— Task brief —
The records below hold a stretch from the line with "Mark every instance of the chrome" through the line with "Mark every instance of the small"; return exactly those lines, ends included, and nothing more.

============================================================

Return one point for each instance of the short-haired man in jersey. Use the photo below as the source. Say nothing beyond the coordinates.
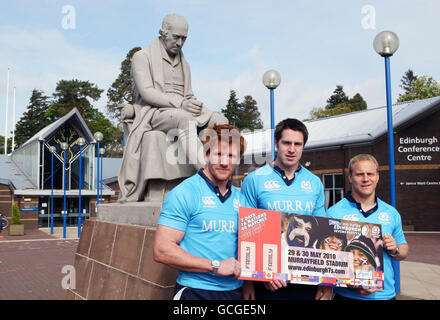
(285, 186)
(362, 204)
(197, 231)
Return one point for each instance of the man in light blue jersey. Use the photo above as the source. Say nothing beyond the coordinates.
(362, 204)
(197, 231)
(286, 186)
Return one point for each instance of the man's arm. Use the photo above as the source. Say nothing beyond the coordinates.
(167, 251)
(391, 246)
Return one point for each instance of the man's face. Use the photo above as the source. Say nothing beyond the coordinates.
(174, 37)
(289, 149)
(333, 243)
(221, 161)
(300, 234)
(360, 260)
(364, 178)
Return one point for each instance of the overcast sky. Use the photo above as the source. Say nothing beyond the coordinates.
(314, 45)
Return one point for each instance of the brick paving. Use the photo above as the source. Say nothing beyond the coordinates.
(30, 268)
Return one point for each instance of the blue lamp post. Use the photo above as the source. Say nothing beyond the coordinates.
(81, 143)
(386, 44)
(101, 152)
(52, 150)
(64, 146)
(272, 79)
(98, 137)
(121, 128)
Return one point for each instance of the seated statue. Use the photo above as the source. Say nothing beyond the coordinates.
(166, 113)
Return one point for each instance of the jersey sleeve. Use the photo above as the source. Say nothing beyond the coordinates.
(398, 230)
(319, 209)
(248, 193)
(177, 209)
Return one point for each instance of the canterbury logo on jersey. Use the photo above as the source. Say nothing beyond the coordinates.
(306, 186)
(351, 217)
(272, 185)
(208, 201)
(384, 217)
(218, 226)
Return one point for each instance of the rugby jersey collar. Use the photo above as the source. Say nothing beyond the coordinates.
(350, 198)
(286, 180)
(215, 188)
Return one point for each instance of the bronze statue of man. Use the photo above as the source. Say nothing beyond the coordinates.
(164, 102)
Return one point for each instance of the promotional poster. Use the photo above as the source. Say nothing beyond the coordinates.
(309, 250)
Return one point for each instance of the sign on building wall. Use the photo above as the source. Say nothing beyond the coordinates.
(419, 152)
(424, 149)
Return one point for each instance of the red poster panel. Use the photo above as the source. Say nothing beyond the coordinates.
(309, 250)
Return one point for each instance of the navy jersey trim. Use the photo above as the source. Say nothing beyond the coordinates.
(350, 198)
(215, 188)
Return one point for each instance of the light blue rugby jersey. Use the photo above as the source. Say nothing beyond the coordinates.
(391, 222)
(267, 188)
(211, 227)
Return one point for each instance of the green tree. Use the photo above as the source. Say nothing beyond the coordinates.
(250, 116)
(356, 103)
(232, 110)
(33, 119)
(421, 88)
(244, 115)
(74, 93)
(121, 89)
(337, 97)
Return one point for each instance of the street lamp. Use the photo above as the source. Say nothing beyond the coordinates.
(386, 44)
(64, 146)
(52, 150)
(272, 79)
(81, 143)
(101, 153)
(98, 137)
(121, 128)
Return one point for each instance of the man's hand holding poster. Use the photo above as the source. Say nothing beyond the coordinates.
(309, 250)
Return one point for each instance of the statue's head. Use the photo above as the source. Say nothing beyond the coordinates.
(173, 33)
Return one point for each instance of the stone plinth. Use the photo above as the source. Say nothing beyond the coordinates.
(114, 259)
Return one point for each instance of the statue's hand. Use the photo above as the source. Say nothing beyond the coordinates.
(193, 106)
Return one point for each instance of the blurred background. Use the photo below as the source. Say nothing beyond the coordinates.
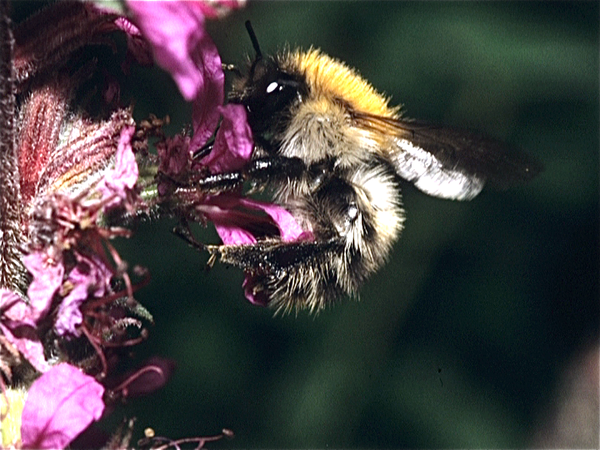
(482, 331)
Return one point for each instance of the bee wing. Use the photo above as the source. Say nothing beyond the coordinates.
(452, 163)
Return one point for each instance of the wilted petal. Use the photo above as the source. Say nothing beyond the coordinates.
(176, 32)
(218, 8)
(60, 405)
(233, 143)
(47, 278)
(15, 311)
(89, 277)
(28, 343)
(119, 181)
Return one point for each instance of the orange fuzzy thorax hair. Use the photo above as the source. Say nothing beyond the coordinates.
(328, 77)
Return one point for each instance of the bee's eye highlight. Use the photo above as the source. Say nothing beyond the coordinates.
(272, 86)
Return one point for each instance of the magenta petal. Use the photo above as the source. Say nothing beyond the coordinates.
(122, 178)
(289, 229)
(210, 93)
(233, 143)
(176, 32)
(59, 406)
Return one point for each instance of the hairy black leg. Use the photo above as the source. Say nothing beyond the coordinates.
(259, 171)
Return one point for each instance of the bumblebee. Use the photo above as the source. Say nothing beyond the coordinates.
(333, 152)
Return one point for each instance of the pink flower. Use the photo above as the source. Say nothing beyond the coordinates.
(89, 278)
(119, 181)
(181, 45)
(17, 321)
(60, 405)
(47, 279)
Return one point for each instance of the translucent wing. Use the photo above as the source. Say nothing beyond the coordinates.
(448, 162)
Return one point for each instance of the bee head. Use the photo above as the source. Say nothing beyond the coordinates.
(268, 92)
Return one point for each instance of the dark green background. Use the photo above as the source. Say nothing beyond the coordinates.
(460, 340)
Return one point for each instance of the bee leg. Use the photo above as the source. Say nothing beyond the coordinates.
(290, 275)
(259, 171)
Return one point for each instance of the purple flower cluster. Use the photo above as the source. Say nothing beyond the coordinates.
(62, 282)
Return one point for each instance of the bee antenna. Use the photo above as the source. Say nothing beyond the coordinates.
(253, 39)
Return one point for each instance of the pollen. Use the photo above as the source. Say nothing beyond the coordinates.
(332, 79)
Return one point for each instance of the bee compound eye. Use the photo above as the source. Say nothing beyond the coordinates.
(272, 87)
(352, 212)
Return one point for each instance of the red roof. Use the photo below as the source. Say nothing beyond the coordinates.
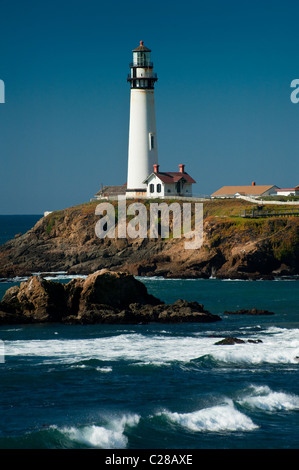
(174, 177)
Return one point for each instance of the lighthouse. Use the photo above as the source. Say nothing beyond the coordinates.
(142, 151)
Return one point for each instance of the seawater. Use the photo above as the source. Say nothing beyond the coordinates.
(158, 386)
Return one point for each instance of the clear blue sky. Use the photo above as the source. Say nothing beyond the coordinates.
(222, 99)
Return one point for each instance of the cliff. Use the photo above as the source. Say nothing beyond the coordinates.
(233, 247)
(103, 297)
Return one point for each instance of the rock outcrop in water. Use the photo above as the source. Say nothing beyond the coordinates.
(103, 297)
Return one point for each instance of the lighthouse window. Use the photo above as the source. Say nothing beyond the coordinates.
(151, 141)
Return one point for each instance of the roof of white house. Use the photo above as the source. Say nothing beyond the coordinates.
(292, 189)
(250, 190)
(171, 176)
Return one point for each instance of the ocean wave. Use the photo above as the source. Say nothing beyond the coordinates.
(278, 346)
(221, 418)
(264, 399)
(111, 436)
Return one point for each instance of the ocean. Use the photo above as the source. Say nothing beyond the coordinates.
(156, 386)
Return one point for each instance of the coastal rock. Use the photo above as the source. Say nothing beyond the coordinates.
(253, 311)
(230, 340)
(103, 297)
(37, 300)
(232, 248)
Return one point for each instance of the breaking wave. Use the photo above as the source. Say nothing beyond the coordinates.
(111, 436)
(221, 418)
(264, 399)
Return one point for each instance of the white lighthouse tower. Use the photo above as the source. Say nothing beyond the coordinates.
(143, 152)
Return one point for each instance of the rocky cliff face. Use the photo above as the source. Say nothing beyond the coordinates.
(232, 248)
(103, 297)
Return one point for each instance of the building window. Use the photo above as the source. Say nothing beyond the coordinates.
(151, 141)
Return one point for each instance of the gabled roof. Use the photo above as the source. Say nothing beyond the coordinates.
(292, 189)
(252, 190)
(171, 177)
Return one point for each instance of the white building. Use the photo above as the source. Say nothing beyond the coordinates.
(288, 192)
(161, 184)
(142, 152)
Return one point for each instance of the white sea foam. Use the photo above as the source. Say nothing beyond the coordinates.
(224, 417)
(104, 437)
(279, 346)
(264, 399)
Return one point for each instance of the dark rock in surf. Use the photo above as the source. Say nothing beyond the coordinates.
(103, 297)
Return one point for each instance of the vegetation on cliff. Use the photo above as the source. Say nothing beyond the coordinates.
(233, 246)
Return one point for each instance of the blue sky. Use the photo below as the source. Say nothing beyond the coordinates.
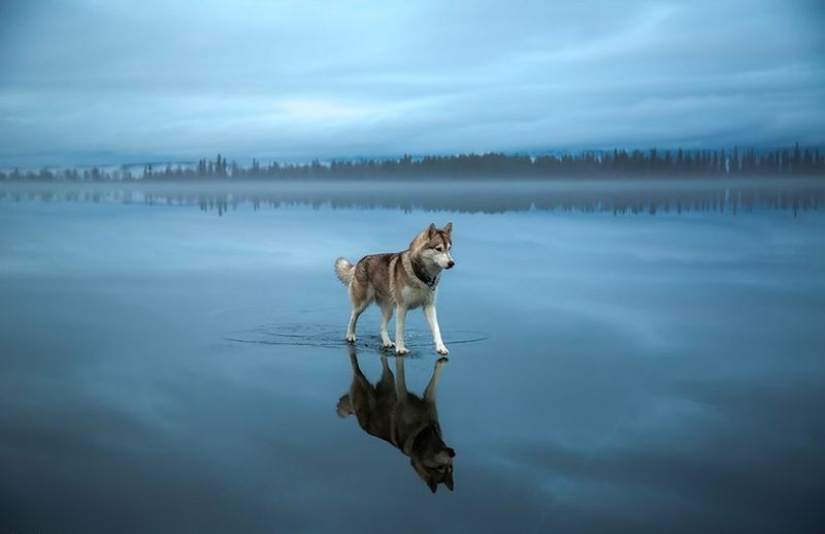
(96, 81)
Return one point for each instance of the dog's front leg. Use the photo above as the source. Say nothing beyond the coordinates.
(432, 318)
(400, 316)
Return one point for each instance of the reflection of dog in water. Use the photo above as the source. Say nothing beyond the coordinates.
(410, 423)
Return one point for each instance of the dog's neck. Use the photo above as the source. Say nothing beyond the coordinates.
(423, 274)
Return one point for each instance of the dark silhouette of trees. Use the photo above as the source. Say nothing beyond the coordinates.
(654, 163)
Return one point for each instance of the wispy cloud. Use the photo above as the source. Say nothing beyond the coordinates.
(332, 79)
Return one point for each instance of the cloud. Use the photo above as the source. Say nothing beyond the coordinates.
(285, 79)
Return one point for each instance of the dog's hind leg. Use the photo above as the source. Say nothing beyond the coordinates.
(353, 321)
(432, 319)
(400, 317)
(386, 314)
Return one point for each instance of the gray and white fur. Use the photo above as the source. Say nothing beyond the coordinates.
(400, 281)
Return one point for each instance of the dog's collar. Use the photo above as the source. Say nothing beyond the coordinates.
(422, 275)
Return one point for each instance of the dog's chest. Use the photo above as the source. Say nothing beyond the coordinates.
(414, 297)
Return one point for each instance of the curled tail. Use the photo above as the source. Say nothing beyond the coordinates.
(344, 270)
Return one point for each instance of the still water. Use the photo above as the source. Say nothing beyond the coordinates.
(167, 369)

============================================================

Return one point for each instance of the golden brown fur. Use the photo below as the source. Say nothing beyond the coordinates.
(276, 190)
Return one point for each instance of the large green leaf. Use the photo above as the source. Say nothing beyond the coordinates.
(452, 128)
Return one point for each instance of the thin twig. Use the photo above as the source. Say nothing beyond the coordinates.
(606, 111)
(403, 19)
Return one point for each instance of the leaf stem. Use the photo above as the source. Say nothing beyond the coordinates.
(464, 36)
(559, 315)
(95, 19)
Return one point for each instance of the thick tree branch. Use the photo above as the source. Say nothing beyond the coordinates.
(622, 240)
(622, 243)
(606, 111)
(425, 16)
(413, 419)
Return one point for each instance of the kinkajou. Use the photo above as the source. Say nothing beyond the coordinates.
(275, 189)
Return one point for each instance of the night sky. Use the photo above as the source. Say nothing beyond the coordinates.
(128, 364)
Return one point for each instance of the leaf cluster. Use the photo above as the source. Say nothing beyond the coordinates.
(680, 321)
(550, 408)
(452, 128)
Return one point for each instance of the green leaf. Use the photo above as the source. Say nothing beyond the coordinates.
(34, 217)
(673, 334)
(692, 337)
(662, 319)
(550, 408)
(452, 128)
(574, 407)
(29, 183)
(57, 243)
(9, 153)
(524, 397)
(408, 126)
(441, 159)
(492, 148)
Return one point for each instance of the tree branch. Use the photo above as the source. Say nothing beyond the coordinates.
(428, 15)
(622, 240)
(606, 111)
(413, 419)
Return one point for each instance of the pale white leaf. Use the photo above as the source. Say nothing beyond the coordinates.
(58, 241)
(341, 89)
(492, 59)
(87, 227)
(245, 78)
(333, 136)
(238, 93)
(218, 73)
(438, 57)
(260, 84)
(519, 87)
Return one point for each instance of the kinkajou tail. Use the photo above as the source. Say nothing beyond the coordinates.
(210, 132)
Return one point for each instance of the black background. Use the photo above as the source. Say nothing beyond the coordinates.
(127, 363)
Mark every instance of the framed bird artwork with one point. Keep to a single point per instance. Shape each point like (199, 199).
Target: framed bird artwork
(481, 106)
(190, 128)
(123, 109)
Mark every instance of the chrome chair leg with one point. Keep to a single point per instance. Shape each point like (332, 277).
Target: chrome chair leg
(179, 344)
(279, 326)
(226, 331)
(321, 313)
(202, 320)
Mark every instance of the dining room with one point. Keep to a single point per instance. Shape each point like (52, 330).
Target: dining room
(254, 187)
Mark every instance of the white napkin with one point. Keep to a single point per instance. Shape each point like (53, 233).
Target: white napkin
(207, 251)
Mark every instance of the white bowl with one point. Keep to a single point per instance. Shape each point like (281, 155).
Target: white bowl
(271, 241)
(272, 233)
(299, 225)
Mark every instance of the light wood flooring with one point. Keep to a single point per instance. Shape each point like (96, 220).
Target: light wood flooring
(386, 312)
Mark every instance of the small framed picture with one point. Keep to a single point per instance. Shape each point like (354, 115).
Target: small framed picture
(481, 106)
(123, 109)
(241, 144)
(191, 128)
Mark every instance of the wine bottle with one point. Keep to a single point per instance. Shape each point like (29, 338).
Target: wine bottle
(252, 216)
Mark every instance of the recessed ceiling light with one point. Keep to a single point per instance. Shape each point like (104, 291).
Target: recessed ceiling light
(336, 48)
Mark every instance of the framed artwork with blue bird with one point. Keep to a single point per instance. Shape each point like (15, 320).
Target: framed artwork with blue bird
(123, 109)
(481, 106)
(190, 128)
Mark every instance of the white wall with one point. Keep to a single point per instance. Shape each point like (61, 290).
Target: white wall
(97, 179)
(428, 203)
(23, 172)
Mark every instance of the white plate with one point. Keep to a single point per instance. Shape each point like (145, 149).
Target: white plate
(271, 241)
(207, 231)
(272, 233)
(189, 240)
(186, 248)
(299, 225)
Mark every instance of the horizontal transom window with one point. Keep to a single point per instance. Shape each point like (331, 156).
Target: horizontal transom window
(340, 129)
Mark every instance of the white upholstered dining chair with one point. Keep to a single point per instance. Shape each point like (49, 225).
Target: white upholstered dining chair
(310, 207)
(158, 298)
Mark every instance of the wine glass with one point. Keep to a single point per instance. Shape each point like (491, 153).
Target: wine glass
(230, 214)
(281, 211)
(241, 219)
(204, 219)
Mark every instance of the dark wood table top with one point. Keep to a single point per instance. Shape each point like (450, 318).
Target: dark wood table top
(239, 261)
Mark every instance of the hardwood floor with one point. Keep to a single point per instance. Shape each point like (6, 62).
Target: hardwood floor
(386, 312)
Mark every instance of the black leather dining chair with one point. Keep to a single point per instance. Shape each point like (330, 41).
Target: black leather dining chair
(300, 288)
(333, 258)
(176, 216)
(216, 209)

============================================================

— Result for this task —
Mark every instance of the chrome chair leg with one point. Keep to a single point per instance. Shape each point like (332, 277).
Target: chrome chair leg
(179, 344)
(279, 326)
(226, 331)
(321, 313)
(202, 320)
Mark every instance of the dining room with one point. Keep to a single point per instance. Shape each point like (52, 330).
Target: dining room
(254, 187)
Mark every instance of the white napkin with one point. Keep to a single point per instance. Shape each point like (53, 233).
Target: white napkin
(207, 251)
Mark every instance of the white bowl with one point. Keep to a single point per instance. Shape each point like (281, 155).
Target: white bowl
(271, 241)
(272, 233)
(299, 225)
Mark every instance of the light wood flooring with one point. Keep to a single point per instance. Shape each point like (96, 220).
Target: light wood flooring
(386, 312)
Mark every instance of the small framed picture with one point. Keep to a single point per instance. Shape each point like (354, 115).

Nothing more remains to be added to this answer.